• [PROBLEM STATEMENT]:
Please return the lines of the data that contain "cloud".

• [MATERIAL FOR THE TASK]:
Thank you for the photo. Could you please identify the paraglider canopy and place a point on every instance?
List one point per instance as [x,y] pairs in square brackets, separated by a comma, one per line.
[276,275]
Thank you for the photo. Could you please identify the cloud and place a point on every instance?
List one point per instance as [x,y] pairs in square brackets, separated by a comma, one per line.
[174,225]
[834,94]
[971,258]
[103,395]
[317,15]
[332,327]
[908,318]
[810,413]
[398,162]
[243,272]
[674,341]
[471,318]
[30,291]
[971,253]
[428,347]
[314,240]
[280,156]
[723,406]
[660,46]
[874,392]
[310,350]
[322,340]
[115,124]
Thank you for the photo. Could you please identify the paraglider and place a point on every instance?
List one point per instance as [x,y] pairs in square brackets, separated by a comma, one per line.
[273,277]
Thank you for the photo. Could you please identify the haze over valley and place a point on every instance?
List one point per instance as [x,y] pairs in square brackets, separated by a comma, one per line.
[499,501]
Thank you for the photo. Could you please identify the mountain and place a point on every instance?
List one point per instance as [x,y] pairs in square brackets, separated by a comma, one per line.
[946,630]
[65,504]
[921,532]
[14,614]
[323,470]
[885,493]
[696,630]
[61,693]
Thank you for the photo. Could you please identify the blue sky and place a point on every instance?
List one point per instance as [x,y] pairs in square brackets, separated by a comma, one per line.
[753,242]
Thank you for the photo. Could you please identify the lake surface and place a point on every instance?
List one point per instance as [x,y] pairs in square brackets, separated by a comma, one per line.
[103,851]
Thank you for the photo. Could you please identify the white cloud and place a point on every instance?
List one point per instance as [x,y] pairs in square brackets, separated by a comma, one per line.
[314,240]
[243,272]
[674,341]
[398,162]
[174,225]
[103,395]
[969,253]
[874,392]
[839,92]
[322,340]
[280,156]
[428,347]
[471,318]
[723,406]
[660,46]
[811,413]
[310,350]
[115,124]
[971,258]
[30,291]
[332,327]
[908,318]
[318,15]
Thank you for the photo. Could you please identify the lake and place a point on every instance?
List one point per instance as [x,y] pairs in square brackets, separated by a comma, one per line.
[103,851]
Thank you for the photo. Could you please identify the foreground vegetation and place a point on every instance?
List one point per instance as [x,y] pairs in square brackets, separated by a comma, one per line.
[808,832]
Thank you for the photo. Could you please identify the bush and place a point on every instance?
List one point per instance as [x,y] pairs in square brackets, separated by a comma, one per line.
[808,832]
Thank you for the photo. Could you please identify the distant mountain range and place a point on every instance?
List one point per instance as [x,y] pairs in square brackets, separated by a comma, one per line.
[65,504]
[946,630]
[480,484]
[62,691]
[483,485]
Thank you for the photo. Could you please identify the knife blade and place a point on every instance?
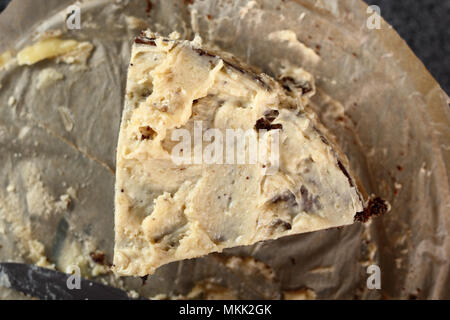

• [REPLY]:
Thank you for the photo. Could you please identify the cloud and place a point on every instance?
Thank you for the photo. Could you please identify the white cloud and place a point on every instance?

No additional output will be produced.